__What to produce__:
Copy each of the rows below word for word, leaving out the picture.

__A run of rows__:
↓

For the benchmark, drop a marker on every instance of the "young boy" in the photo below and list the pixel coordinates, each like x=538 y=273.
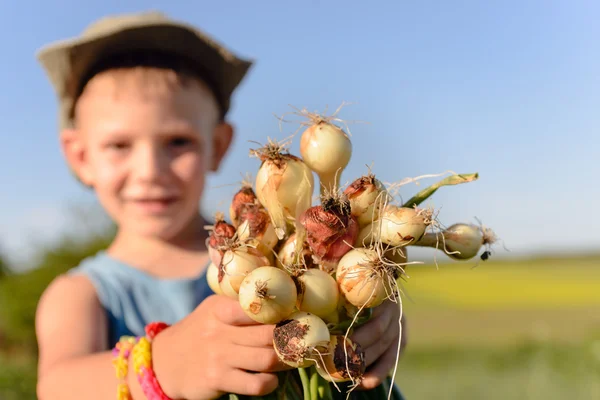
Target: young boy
x=143 y=101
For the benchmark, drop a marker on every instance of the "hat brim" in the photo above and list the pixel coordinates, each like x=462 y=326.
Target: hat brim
x=66 y=62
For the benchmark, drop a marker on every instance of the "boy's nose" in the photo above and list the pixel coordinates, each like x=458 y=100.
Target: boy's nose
x=150 y=163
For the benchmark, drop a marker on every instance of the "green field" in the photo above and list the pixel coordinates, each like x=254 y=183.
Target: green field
x=504 y=330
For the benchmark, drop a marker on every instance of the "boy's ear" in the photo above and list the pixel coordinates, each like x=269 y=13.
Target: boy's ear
x=222 y=138
x=73 y=148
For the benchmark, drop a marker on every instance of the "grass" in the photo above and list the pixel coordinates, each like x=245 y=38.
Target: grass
x=527 y=329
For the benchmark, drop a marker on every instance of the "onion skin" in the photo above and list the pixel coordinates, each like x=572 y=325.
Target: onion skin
x=460 y=241
x=401 y=226
x=330 y=232
x=318 y=293
x=241 y=200
x=221 y=234
x=255 y=226
x=367 y=195
x=284 y=186
x=298 y=338
x=342 y=363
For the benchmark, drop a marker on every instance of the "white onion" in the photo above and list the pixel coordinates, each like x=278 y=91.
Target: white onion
x=299 y=339
x=318 y=292
x=362 y=279
x=268 y=295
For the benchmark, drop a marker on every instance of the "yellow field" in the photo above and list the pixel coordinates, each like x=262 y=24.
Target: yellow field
x=500 y=302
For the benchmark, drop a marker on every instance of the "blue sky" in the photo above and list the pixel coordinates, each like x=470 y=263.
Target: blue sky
x=509 y=89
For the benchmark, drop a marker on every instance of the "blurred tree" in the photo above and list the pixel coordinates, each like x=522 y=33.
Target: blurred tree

↑

__Right answer__:
For the benchmark, drop a marker on every instance of the "young boy" in the photo below and list the pixel coordinates, each like x=538 y=273.
Target: young boy
x=143 y=101
For the benchmark, drop a marker on every instance of the "hat brim" in the photo above and list the pixel coordinates, each like x=462 y=326.
Target: hat brim
x=66 y=62
For the benchmark, drop a marker on every instance of the "boy's nose" in the photo above and list the pixel coordinates, each like x=458 y=100.
Target: boy's nose
x=150 y=163
For the benchmark, drop a marker on every instance of the "green field" in the photo above and list the pixel coordinates, each like x=254 y=183.
Target: green field
x=504 y=330
For the benchmark, drop a marker on every instance of the "boy's ear" in the photo above and list the pixel coordinates, each like x=269 y=13.
Target: boy's ear
x=222 y=138
x=73 y=148
For the benchmark, drop a marker on every instance of the "grass" in the photo above and list the pixel coordinates, each like x=245 y=38.
Target: grass
x=527 y=329
For the benchmark, drop a marker on every instance of the "onion skin" in the photo above and list the pixel coordinates, each like x=572 y=325.
Target: onion skin
x=460 y=241
x=401 y=226
x=330 y=232
x=318 y=293
x=241 y=200
x=221 y=234
x=255 y=226
x=367 y=195
x=284 y=186
x=298 y=338
x=342 y=363
For the benchmark, drop a marker on every instance of the "white onion" in the photo above and list the pixel coordinates, each like x=278 y=91.
Target: white onion
x=299 y=339
x=318 y=292
x=362 y=279
x=268 y=295
For the benchmark, drop a marker on every instance of the "yellow field" in the photo above and list the pixel coordinates, each like x=262 y=24.
Target: yellow field
x=500 y=302
For the benchmark, drop a marker on every instance of the "blue sky" in the photo above and list the pixel coordinates, each like x=470 y=263.
Target: blue sky
x=509 y=89
For the benchmark, drop a marker on every instance of the "blurred tree" in the photo above and list the pixel coordinates, each like x=522 y=33.
Target: blurred tree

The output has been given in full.